----- The input -----

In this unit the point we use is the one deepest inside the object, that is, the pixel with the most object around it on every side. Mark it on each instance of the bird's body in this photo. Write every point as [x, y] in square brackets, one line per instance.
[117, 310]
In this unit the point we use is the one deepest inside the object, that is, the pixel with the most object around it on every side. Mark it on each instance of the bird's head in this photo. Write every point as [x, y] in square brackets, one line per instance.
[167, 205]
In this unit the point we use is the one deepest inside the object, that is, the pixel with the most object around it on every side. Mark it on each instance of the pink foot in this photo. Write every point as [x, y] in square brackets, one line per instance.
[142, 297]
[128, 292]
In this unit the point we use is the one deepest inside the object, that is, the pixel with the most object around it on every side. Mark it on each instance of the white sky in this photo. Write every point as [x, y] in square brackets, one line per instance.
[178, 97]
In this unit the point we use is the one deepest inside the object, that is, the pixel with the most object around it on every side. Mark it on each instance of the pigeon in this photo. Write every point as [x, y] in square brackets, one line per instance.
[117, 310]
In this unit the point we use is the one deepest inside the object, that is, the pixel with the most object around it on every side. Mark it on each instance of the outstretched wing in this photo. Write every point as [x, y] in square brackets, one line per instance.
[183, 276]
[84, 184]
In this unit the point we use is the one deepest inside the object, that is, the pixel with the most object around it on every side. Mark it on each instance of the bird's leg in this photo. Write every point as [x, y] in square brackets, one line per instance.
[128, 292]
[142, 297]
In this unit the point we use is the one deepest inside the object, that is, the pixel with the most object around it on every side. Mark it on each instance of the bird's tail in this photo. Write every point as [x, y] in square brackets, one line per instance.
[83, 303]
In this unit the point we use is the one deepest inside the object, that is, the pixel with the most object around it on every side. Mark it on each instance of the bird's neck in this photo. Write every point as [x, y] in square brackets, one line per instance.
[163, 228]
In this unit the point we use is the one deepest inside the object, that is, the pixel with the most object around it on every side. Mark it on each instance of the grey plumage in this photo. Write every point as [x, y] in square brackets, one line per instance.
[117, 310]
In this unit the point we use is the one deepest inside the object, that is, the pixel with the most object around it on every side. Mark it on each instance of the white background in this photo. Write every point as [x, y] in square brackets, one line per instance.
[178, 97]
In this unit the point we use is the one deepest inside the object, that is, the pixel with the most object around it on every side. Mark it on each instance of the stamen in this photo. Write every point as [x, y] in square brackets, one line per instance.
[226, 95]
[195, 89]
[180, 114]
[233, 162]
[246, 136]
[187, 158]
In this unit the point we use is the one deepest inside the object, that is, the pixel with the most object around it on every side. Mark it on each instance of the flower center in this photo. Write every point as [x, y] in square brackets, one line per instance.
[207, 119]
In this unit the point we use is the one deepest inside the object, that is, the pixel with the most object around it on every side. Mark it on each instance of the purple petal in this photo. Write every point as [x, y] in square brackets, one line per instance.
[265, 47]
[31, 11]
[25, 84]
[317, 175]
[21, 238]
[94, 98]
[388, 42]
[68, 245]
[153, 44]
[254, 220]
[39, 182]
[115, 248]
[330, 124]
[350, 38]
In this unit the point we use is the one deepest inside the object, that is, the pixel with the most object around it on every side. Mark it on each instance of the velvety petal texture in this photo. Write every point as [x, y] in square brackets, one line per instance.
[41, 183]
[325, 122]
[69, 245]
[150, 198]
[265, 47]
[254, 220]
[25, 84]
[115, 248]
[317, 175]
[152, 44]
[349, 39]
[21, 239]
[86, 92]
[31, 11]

-----

Exercise brief:
A word-for-word restatement of the lines running from the one with "the white background" to the last line of the records is the whole answer.

Answer to this exercise:
In this unit the point we use is the one deepest inside the object, that is, the pixel with the most object around it on every side. Mark it on each instance of the white background in this photo. Write every point as [x, y] in square brackets, one line per instance.
[178, 97]
In this unit the point we use is the one deepest inside the object, that is, the pixel with the most object around it on every side. Mark it on each instance of the stamen in this photo. Write every point as [x, y] in square brackets, one line per instance.
[226, 95]
[195, 89]
[180, 114]
[233, 162]
[246, 136]
[187, 158]
In this unit the point we use is the one deepest inside the object, that is, the pixel with the most object around it on every side. Mark it on each instance of the flower center in this photo. Write every point as [x, y] in square brackets, one line per instance.
[207, 119]
In this unit the point we use is the one deepest inside the object, that is, the pixel with the most object around it on every side. Mark it on each instance of the purple petal in this photo. Write every point as [x, y] in square brackets, one line per instance.
[265, 47]
[31, 11]
[25, 84]
[317, 175]
[21, 238]
[94, 98]
[388, 42]
[68, 245]
[153, 44]
[254, 220]
[39, 182]
[115, 248]
[330, 124]
[350, 38]
In this unit the point we use is the one deepest inside the object, that is, the pixel with the most object around it on every side. Mark it on each instance of the velvety petal texture in this photo. Write every point as [x, y] in square brackets, one line per instance.
[41, 183]
[325, 122]
[69, 245]
[150, 198]
[265, 47]
[254, 220]
[25, 84]
[115, 248]
[317, 175]
[152, 44]
[349, 39]
[21, 239]
[86, 92]
[31, 11]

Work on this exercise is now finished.